▶ _PROBLEMS AND TASKS_
A - List each distinct username that appears in a heading of the forum thread about free website hosts.
B - In the forum thread about free website hosts, which site does the opening post say it prefers to webs?
C - Continue the forum thread about free website hosts from the point where it stops.

▶ _GIVEN TEXT_
+---+
I'm just getting my feet wet with the site, but I'm really loving weebly over webs right now and it's free with no advertisements :wahoo:


----------



## TinyHoovesRanch (Jan 16, 2010)

Makes me wonder why more people have webs!

Hope this website is better, I need to put pics up!


----------



## KW Farms (Jun 21, 2008)

Well...I've actually had good luck with webs. Yeah, sometimes it has issues, but a lot of these free website supporters do and they are in the process of upgrading their system.

Laura, I would try resizing photos before adding them to your website. Or do you do that already? Mine doesn't seem to have any issues with photos showing up...at least for my computer, our laptop, and my mom's computer. The photos all show up on all three. 

I did have some weird issue going on yesterday though with the top of my website...the photo didn't show up, but it's back to normal so ???

I dunno...webs seems to work fine for me.


----------



## TinyHoovesRanch (Jan 16, 2010)

I did resize....I made the pics smaller, to where they were SUPER small...and still nothing


----------



## Bellafire Farm (Jan 5, 2010)

So I was "Working" ( :wink: ) last night and reading this as it was going along....

I did check *each *of your websites yesterday and last night as you all were posting and every single one of them came up just fine for me...could see all the pics fine...no problems loading any pages...everything looked great.
+---+
▶ _DATA RECORDS_
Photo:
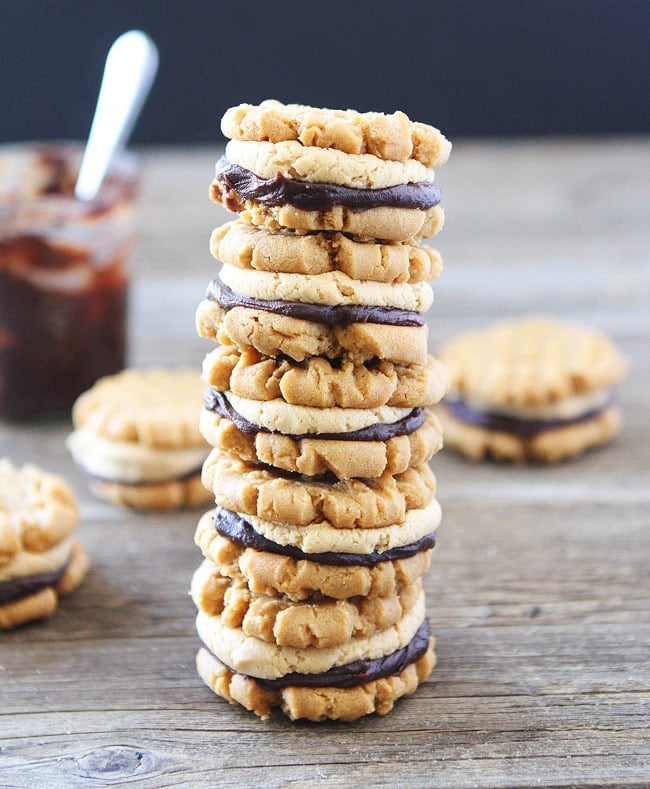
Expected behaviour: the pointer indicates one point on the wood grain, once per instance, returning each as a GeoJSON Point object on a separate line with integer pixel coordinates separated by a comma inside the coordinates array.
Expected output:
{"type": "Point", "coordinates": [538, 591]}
+---+
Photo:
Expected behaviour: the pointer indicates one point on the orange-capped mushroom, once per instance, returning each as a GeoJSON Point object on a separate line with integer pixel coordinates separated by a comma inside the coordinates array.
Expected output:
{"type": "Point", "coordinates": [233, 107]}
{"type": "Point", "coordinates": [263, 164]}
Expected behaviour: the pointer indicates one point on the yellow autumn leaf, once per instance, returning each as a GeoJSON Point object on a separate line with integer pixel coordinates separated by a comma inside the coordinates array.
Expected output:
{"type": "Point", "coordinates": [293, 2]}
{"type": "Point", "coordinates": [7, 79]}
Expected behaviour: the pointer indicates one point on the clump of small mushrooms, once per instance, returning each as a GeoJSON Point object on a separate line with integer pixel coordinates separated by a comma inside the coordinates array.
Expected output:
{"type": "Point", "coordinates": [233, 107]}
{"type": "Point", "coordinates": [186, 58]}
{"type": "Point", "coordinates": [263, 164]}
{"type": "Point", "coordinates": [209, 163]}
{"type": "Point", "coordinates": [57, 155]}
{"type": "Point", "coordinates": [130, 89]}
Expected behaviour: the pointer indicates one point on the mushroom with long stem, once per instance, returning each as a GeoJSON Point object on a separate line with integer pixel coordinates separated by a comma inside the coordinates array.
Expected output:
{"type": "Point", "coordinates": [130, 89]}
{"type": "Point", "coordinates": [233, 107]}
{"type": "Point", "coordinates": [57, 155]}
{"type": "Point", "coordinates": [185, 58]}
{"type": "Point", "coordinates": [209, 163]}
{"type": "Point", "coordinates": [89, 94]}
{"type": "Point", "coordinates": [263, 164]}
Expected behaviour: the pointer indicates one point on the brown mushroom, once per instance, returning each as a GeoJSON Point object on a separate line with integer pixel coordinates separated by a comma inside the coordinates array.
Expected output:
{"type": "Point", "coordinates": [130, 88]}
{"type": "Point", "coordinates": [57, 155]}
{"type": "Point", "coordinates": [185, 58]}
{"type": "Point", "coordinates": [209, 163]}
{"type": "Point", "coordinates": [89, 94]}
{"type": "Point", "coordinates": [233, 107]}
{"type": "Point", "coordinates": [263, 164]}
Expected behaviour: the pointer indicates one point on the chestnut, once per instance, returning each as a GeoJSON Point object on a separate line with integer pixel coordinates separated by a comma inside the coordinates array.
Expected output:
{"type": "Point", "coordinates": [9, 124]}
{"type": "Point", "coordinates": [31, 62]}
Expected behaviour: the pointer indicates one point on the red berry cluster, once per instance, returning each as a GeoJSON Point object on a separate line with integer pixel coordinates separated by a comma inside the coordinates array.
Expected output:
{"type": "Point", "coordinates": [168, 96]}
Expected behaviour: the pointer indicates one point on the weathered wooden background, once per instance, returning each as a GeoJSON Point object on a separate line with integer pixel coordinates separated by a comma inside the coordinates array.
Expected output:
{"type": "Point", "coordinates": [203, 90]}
+---+
▶ _FINAL RESULTS_
A - TinyHoovesRanch, KW Farms, Bellafire Farm

B - Weebly.

C -
I also have Webs.com so I checked my own site and it's doing fine also. Usually am on it once a day and it's always been pretty good. I did have an issue with my site and with the entire Webs.com site about 3- 5 days ago... everything went white, including the Webs.com site. But it was corrected within a few hours.

I must say that I LOVE the new Weebly site for Coyote Night Acres!! No advertisements is AWESOME...but I'm wondering how things get paid around there???
Oh and I have Nigerians...but I would LOVE to have YVonne's udder on one of them !!!! 

So I may have to check out this Weebly site...and the prices for buying your site there, as that is my plan for 2011.


----------



## Coyote Night Acres (Dec 27, 2010)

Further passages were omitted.